### Directions for this task
Nothing in the records may be changed; reproduce all of them.

### Dataset
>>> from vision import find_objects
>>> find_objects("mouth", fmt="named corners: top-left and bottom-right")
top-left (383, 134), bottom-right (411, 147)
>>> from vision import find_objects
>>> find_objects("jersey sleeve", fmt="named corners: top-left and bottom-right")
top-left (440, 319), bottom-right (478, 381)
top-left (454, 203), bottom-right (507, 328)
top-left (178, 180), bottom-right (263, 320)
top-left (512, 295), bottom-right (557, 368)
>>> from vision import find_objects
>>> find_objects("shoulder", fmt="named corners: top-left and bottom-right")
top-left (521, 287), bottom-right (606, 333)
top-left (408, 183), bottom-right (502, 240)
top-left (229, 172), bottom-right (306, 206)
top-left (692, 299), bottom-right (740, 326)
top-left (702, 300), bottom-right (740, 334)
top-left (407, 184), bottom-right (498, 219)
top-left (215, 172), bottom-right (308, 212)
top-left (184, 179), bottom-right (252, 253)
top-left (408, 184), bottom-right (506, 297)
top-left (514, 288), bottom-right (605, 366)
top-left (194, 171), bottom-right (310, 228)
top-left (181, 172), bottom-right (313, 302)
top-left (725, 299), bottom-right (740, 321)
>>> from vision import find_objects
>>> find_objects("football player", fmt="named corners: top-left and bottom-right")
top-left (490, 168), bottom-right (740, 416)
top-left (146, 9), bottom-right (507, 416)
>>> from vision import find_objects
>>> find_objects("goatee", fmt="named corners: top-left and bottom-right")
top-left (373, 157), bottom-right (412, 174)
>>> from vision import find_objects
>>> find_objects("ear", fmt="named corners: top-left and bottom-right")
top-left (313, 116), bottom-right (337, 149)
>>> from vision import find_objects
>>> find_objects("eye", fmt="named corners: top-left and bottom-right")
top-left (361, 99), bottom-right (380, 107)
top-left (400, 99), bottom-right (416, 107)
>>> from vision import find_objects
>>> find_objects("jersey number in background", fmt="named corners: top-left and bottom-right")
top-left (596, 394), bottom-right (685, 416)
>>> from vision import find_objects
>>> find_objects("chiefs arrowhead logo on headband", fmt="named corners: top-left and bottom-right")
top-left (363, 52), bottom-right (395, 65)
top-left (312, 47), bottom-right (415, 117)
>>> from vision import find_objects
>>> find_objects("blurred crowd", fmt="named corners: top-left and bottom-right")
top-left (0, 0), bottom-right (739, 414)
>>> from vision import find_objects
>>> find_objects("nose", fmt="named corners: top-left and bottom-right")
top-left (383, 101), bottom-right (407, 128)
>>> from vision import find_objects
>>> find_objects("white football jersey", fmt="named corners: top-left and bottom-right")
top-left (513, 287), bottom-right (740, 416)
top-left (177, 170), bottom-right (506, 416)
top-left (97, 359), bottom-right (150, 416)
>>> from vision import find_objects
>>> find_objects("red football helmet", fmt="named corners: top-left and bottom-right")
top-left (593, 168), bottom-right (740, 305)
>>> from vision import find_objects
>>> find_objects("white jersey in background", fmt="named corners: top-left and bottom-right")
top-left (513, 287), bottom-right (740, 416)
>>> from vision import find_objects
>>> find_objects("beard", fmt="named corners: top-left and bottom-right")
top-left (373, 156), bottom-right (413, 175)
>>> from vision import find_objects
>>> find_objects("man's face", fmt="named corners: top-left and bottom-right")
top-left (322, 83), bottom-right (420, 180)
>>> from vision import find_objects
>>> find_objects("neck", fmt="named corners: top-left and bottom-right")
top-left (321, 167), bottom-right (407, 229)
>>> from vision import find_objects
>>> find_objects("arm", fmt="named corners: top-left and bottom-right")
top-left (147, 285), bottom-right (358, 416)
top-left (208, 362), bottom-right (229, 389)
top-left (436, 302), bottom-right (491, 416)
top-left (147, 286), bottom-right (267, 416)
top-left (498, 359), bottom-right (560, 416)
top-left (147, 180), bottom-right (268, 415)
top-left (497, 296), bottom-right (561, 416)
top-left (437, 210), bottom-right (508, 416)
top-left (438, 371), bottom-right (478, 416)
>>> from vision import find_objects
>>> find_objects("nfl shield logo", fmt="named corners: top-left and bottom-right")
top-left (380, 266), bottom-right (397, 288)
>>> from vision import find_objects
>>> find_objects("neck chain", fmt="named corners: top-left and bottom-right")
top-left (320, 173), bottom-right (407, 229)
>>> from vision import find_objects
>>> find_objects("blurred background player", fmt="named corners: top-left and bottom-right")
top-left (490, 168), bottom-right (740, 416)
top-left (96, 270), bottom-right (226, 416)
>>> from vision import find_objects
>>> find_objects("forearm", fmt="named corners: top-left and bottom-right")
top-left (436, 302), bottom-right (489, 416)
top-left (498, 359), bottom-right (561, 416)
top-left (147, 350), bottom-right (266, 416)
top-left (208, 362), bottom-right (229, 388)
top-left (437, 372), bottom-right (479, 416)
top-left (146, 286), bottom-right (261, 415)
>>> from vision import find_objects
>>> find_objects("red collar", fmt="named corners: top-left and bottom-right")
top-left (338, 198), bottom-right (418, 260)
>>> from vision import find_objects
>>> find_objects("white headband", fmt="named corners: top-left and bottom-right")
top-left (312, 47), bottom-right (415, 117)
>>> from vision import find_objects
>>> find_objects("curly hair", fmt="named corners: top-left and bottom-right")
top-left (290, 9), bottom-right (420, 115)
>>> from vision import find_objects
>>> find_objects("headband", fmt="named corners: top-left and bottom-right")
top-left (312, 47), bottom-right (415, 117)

### Answer for this exercise
>>> from vision import find_objects
>>> find_objects("mouth", fmt="named corners: top-left and bottom-right")
top-left (383, 134), bottom-right (411, 147)
>>> from vision import find_objects
>>> find_objects("jersey sleeve", fmt="named corners: top-left and bottom-right")
top-left (440, 319), bottom-right (478, 381)
top-left (454, 203), bottom-right (507, 328)
top-left (178, 180), bottom-right (263, 320)
top-left (512, 295), bottom-right (557, 368)
>>> from vision import find_objects
>>> find_objects("shoulder", fmt="named corners: top-left and bottom-right")
top-left (521, 287), bottom-right (606, 333)
top-left (408, 183), bottom-right (502, 240)
top-left (229, 172), bottom-right (306, 206)
top-left (692, 299), bottom-right (740, 326)
top-left (702, 300), bottom-right (740, 334)
top-left (407, 184), bottom-right (498, 219)
top-left (215, 172), bottom-right (308, 212)
top-left (184, 179), bottom-right (252, 253)
top-left (408, 184), bottom-right (506, 297)
top-left (514, 288), bottom-right (605, 366)
top-left (194, 171), bottom-right (310, 228)
top-left (181, 172), bottom-right (313, 302)
top-left (725, 299), bottom-right (740, 321)
>>> from vision import find_objects
>>> find_objects("football player", fmt="named corners: top-left and bottom-right")
top-left (490, 168), bottom-right (740, 416)
top-left (146, 9), bottom-right (507, 416)
>>> from vision import find_objects
>>> find_objects("goatee", fmt="named corners: top-left and bottom-right")
top-left (373, 157), bottom-right (412, 174)
>>> from vision import find_objects
>>> find_objects("ear", fmt="named corners: top-left and bottom-right")
top-left (313, 116), bottom-right (337, 149)
>>> from vision import find_objects
>>> find_objects("eye", fmt="named corners: top-left and bottom-right")
top-left (361, 99), bottom-right (380, 107)
top-left (400, 99), bottom-right (416, 107)
>>> from vision import find_objects
>>> find_objects("jersey number in background", fmt="named corners: top-left and bottom-right")
top-left (596, 394), bottom-right (685, 416)
>>> from vision import find_objects
>>> find_objects("chiefs arrowhead logo on headband", fmt="named corners: top-left and bottom-right")
top-left (363, 52), bottom-right (395, 65)
top-left (312, 47), bottom-right (415, 117)
>>> from vision import find_objects
>>> find_objects("blurred crowd", fmt="named corners: top-left and bottom-right")
top-left (0, 0), bottom-right (739, 414)
>>> from vision import find_objects
>>> find_objects("nose", fmt="named corners: top-left and bottom-right")
top-left (383, 101), bottom-right (407, 128)
>>> from vision import find_objects
>>> find_objects("white football jersey", fmt="named corners: top-left and bottom-right")
top-left (513, 287), bottom-right (740, 416)
top-left (177, 170), bottom-right (506, 416)
top-left (97, 359), bottom-right (150, 416)
>>> from vision import find_objects
>>> find_objects("red football helmet", fmt="named corners: top-left and bottom-right")
top-left (593, 168), bottom-right (740, 305)
>>> from vision import find_objects
>>> find_objects("white jersey in background", fmt="named corners: top-left and bottom-right")
top-left (513, 287), bottom-right (740, 416)
>>> from vision import find_objects
>>> find_objects("beard", fmt="named corners: top-left and bottom-right")
top-left (373, 156), bottom-right (413, 175)
>>> from vision import find_objects
>>> find_objects("man's face", fmt="named corners: top-left and bottom-right")
top-left (322, 83), bottom-right (420, 180)
>>> from vision import find_objects
>>> find_objects("neck", fmt="named corners: top-left and bottom-right")
top-left (321, 167), bottom-right (407, 229)
>>> from vision import find_objects
>>> find_objects("arm", fmt="named corners: top-left and bottom-right")
top-left (147, 285), bottom-right (358, 416)
top-left (208, 362), bottom-right (229, 389)
top-left (436, 302), bottom-right (491, 416)
top-left (147, 286), bottom-right (267, 416)
top-left (498, 359), bottom-right (560, 416)
top-left (147, 180), bottom-right (268, 415)
top-left (497, 296), bottom-right (561, 416)
top-left (437, 210), bottom-right (508, 416)
top-left (438, 371), bottom-right (478, 416)
>>> from vision import find_objects
>>> find_objects("nfl shield logo", fmt="named corners: top-left and bottom-right")
top-left (380, 266), bottom-right (397, 288)
>>> from vision import find_objects
>>> find_objects("neck chain", fmt="named corners: top-left and bottom-right")
top-left (320, 173), bottom-right (407, 229)
>>> from vision import find_objects
>>> find_objects("blurred background player", fmt="named corners: top-left and bottom-right")
top-left (490, 168), bottom-right (740, 416)
top-left (96, 270), bottom-right (226, 416)
>>> from vision import find_objects
>>> find_objects("forearm", fmt="named corners: top-left and bottom-right")
top-left (436, 302), bottom-right (489, 416)
top-left (498, 359), bottom-right (561, 416)
top-left (147, 350), bottom-right (266, 416)
top-left (208, 362), bottom-right (229, 388)
top-left (437, 372), bottom-right (479, 416)
top-left (146, 286), bottom-right (261, 415)
>>> from vision import find_objects
>>> find_objects("red collar", fmt="named corners: top-left and bottom-right")
top-left (338, 198), bottom-right (418, 260)
>>> from vision import find_objects
>>> find_objects("white headband", fmt="named corners: top-left and bottom-right")
top-left (312, 47), bottom-right (415, 117)
>>> from vision import find_objects
>>> find_objects("curly hair", fmt="named corners: top-left and bottom-right")
top-left (290, 9), bottom-right (420, 115)
>>> from vision import find_objects
>>> find_objects("headband", fmt="named corners: top-left and bottom-right")
top-left (312, 47), bottom-right (415, 117)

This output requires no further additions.